Feb. 4--Visits to emergency departments and urgent-care centers for flu-like illness remain low in most of Virginia, with only a few health districts in the state reporting elevated flu activity.
Experts are divided on whether there will be a third wave of H1N1 swine-flu outbreaks. The flu season so far has turned out to be milder than predicted, prompting some to ask whether the World Health Organization exaggerated when it declared a pandemic in June.
"I have seen all those charges that it was trumped up," said Dr. Richard P. Wenzel, an infectious-disease expert and professor at the Virginia Commonwealth University School of Medicine.
"Globally there is a mistrust of large organizations and government, and I suppose some of that is related," Wenzel said.
"Although the mortality rates were low, and that's very clear, the thing I would point out is the usual high-risk people were not the ones dying," Wenzel said.
"The people we saw dying were children and young adults. Therefore, it's probably a little imprecise to call it mild when you see the young people whose lives are taken even though the total rates are low."
Normally, seasonal flu hits very young children and older adults the hardest. With H1N1 influenza, many of the deaths have been in people younger than 65.
The H1N1 virus was first detected in Mexico in April and in the United States just weeks later. When the World Health Organization declared a pandemic in June, 30,000 cases had been confirmed in 74 countries. Because it was a new virus that had not circulated in humans before and was easily transmitted, officials were unsure what to expect.

# PROVIDED INFORMATION
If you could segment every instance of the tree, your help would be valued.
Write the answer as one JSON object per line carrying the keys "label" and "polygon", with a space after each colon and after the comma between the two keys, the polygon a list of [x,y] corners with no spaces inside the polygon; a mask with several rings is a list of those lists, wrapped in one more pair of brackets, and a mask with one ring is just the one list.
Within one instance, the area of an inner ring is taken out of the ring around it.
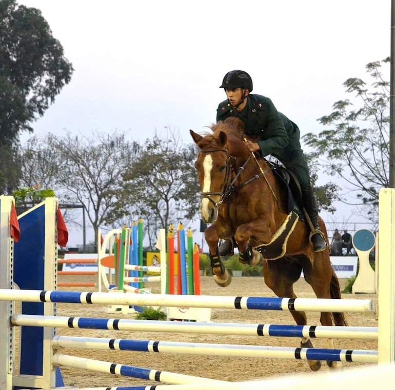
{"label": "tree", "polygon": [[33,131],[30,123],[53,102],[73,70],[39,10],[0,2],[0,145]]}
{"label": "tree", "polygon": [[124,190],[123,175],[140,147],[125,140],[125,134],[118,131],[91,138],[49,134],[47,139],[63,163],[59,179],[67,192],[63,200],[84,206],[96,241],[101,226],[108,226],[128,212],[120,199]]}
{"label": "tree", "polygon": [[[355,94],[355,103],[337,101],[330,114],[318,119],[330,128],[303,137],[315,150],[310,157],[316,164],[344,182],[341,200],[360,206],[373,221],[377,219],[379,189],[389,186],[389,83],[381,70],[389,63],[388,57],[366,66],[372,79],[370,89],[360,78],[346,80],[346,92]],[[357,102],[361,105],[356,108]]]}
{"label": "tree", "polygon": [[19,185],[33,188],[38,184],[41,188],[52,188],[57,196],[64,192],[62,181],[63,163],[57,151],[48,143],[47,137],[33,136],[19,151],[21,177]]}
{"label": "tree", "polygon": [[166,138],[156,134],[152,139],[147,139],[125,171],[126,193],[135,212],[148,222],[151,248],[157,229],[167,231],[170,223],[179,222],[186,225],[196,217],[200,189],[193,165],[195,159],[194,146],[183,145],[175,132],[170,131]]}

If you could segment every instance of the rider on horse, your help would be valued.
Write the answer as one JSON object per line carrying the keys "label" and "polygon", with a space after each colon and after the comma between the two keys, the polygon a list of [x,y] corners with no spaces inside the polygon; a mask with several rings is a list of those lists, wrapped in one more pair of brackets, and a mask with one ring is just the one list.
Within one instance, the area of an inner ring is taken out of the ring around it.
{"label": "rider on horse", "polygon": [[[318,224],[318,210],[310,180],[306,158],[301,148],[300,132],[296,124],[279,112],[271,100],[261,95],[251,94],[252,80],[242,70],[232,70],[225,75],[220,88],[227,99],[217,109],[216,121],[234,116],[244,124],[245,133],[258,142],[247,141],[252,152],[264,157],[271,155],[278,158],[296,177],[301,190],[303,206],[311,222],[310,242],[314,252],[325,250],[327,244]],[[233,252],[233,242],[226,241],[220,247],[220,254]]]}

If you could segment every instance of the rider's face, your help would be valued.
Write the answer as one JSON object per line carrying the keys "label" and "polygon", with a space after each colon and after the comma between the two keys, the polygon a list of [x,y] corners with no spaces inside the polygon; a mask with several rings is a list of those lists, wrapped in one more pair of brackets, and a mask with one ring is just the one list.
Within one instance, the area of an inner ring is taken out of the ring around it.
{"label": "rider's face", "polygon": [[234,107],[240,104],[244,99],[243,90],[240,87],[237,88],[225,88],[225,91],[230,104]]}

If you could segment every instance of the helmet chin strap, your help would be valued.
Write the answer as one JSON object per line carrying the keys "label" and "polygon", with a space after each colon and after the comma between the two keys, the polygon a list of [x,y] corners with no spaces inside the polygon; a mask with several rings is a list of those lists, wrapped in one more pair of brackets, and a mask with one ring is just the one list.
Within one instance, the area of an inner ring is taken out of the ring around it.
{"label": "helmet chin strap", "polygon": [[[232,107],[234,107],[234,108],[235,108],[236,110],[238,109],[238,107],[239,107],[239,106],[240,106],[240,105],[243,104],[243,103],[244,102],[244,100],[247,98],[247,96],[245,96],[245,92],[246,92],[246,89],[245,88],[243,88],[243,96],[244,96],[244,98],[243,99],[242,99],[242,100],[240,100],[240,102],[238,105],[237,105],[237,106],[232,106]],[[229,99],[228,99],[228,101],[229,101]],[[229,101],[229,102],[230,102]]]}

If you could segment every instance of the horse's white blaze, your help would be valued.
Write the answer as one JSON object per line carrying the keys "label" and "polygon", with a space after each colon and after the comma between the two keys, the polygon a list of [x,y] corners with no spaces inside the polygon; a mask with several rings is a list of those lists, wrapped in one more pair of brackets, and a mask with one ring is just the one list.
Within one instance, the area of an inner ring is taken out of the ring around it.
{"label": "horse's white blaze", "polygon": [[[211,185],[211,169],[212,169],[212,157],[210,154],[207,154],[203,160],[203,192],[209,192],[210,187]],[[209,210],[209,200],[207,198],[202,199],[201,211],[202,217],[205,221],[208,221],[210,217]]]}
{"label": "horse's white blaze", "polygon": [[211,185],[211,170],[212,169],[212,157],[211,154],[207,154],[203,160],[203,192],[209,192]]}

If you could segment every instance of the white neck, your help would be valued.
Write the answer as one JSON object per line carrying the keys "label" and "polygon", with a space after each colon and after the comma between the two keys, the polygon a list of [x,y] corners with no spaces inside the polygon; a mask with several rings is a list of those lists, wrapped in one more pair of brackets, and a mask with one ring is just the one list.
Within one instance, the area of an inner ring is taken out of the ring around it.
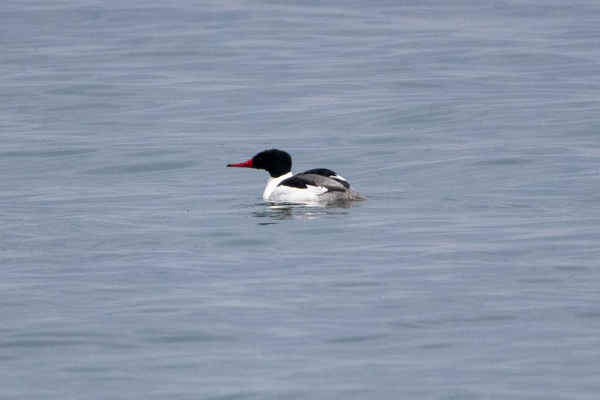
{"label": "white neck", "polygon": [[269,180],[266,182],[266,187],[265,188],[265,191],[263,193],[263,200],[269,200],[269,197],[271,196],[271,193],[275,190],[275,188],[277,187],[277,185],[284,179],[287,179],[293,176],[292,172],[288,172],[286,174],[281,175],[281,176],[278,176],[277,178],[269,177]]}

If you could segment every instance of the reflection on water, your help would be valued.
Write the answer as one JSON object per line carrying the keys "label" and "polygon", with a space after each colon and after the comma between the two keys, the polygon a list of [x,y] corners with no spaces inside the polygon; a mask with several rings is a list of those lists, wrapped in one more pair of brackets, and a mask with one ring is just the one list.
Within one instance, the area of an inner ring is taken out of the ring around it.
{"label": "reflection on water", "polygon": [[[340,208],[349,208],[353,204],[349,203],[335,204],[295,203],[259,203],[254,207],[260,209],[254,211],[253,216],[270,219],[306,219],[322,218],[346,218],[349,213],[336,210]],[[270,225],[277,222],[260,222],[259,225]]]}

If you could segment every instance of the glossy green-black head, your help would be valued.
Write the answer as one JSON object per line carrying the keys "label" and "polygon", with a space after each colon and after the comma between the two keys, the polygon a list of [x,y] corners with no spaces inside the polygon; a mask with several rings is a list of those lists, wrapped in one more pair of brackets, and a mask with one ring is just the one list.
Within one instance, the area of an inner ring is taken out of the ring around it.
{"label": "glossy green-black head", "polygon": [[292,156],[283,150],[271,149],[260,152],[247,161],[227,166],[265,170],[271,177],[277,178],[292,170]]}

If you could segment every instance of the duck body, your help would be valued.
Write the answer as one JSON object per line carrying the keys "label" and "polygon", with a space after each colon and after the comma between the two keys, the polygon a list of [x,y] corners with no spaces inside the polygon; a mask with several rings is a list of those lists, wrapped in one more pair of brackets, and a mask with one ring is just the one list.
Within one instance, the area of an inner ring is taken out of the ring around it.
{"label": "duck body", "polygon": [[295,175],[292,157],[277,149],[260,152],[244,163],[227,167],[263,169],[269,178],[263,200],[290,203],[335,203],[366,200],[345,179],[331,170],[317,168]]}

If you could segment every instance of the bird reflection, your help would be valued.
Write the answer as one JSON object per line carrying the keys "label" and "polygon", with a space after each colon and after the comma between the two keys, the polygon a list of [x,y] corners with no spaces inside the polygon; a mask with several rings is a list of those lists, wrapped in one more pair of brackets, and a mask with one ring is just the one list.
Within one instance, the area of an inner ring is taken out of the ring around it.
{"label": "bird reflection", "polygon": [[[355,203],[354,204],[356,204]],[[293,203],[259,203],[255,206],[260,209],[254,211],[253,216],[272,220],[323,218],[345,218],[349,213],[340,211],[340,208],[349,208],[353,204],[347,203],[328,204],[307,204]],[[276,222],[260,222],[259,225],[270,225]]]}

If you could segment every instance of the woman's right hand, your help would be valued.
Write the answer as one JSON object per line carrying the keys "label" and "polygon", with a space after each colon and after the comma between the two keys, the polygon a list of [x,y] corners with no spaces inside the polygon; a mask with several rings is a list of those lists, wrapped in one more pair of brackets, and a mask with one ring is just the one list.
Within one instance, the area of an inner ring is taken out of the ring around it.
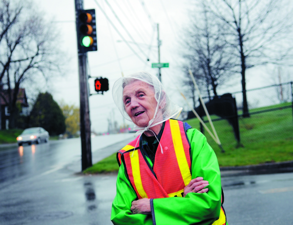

# WHAT YOU NEED TO DO
According to the flu article, where was the H1N1 virus first detected? The records were taken from a different source than the text.

# EXERCISE RESULT
It was first detected in Mexico.